● Aim of the task: Copy everything in the data below exactly except the pictures.

● Input:
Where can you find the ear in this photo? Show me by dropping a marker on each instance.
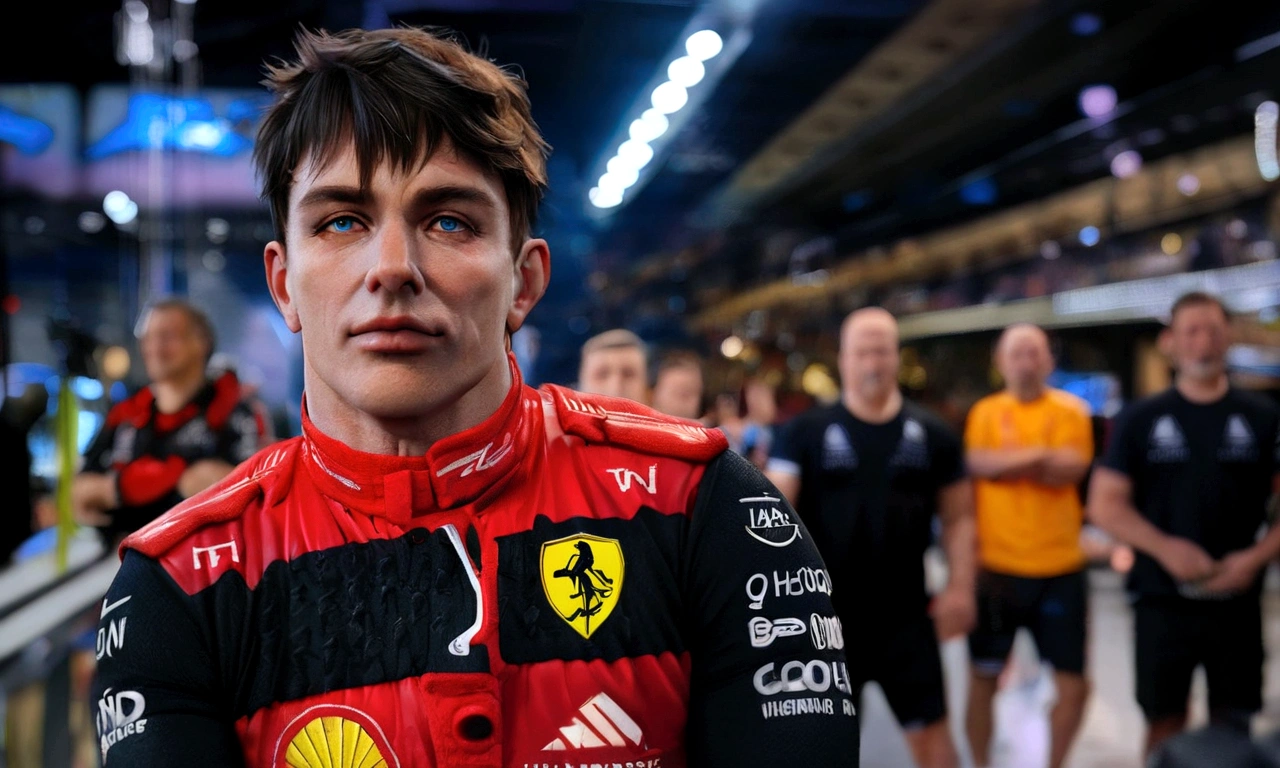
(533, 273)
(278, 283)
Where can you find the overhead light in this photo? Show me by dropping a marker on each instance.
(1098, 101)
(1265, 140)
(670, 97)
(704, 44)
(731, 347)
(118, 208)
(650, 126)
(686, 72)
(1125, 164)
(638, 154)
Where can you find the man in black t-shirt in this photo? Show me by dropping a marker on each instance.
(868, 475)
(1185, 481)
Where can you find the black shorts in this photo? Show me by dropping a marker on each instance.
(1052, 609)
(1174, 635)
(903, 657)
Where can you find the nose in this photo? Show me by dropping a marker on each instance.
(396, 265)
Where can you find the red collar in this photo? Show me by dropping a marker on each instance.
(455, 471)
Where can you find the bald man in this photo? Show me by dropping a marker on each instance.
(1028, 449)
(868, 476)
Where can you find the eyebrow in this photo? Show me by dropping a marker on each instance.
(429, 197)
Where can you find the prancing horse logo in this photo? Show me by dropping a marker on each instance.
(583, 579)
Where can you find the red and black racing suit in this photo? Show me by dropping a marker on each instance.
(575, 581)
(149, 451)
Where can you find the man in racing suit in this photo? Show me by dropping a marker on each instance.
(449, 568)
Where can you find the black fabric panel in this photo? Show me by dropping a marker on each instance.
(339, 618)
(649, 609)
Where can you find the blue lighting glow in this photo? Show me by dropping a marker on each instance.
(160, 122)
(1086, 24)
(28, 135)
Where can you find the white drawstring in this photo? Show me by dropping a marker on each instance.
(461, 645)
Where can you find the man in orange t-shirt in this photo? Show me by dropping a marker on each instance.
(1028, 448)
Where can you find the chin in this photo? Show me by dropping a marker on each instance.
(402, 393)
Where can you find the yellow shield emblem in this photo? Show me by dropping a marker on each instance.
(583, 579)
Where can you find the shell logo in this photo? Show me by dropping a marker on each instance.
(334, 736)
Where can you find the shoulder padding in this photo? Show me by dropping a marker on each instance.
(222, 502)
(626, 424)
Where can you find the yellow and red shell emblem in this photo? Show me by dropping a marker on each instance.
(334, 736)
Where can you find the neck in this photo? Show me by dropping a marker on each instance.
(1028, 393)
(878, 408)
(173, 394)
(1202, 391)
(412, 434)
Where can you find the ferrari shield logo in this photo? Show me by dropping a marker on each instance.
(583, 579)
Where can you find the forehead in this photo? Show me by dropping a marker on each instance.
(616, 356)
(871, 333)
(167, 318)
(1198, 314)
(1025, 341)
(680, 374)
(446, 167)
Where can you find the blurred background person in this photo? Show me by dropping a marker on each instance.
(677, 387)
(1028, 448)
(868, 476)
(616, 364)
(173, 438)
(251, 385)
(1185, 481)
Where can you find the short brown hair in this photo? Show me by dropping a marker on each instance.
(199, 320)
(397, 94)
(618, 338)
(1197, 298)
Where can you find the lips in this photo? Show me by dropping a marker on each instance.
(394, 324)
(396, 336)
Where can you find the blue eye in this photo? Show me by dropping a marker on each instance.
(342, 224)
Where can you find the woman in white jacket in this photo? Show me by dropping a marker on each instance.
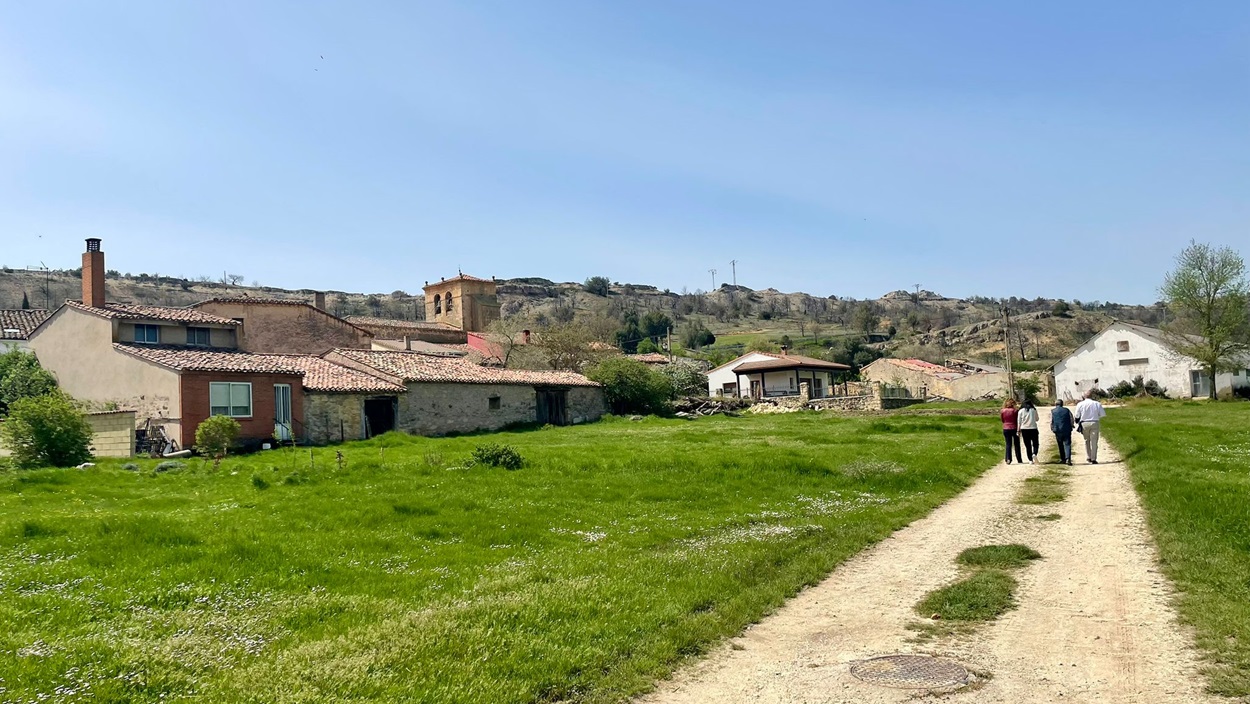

● Finished exercise:
Where can you find the ear in this photo? Show me by dropping a marker on each instance.
(533, 273)
(278, 283)
Where can you find the overhead light in this photo? Show me by dropping a marker on each instance.
(1098, 101)
(1265, 140)
(670, 97)
(704, 44)
(731, 347)
(118, 208)
(650, 126)
(686, 72)
(1125, 164)
(638, 154)
Where can you find the man in black t-shirt in this photo? Show me by dropping a marker on each instance.
(868, 475)
(1185, 481)
Where can you find the black shorts in this photo? Show me by dropping a marker on each instance.
(1052, 609)
(1174, 635)
(903, 657)
Where can you find the nose in this photo? Show me by dropping a marker on each instance.
(396, 265)
Where can you find the red collar in this photo? Show me by dropping a marker on each instance.
(455, 471)
Where can you find the bald man in this photo? Show me by dropping a marker on each instance.
(1028, 449)
(868, 476)
Where can you find the eyebrow in this photo? Show me by dropping a marker on each instance.
(429, 197)
Where can you find the prancing horse logo in this photo? Show me by dropping a marker on each instance.
(583, 579)
Where can you find the red and black racing suit in this photo? Show me by dropping a marker on each instance.
(575, 581)
(149, 451)
Where can you find the man in racing suit in this photo? Show me by dropping a marker on each instance.
(449, 568)
Where can you find the black fabric panel in this photo? Show me by dropping a marker on each instance.
(339, 618)
(649, 609)
Where can you find the blue lighting glow in this photo? Show me by dropping a marker on each instance.
(160, 122)
(1086, 24)
(28, 135)
Where can you find the white drawstring in this photo? Show me by dropping a marker on each instance.
(461, 645)
Where can you find the man in orange t-shirt in this photo? Show me by dropping a marker on each instance.
(1028, 448)
Where can you find the chin in this photo? Show me by dropping a marker on each instance.
(402, 393)
Where can you find the yellow shield emblem in this photo? Show me by dropping a marker on each instance.
(583, 579)
Where can you find the shell logo in this photo? Show me by dropping a marker on each instance.
(334, 736)
Where can you find the shoulder padding in this photo? Show me by dropping a marker on each instance.
(222, 502)
(626, 424)
Where can you find the yellow and red shell emblem in this photo? Show me by dropping a marker on each instance.
(334, 736)
Where can you find the neck in this photo? Show me by dropping a marker on each instance.
(1028, 393)
(878, 408)
(173, 394)
(1202, 391)
(412, 434)
Where can you find the ferrari shield logo in this photo? Show me by dropping a marker on each instance.
(583, 579)
Where can you find the forehead in this photo? Show me by dropping a marker on each instance.
(616, 356)
(871, 333)
(167, 318)
(1198, 314)
(1025, 341)
(680, 374)
(446, 167)
Where can you find the blurred background person in this photo? Show me by dropping a marker on each instance.
(677, 387)
(1028, 448)
(868, 476)
(616, 364)
(173, 438)
(251, 385)
(1185, 481)
Where can you find the short brown hair in this photo? Show me by dropping a marker on each instance.
(199, 320)
(397, 94)
(618, 338)
(1197, 298)
Where can you find the lips in this photo? Show me by dropping a marker on each instance.
(394, 324)
(396, 336)
Where can you find the blue eye in this photo? Show me by dropping a marker on each instance.
(342, 224)
Where can you find the woman in white jacket in this photo? Show me by dropping a marker on each instance.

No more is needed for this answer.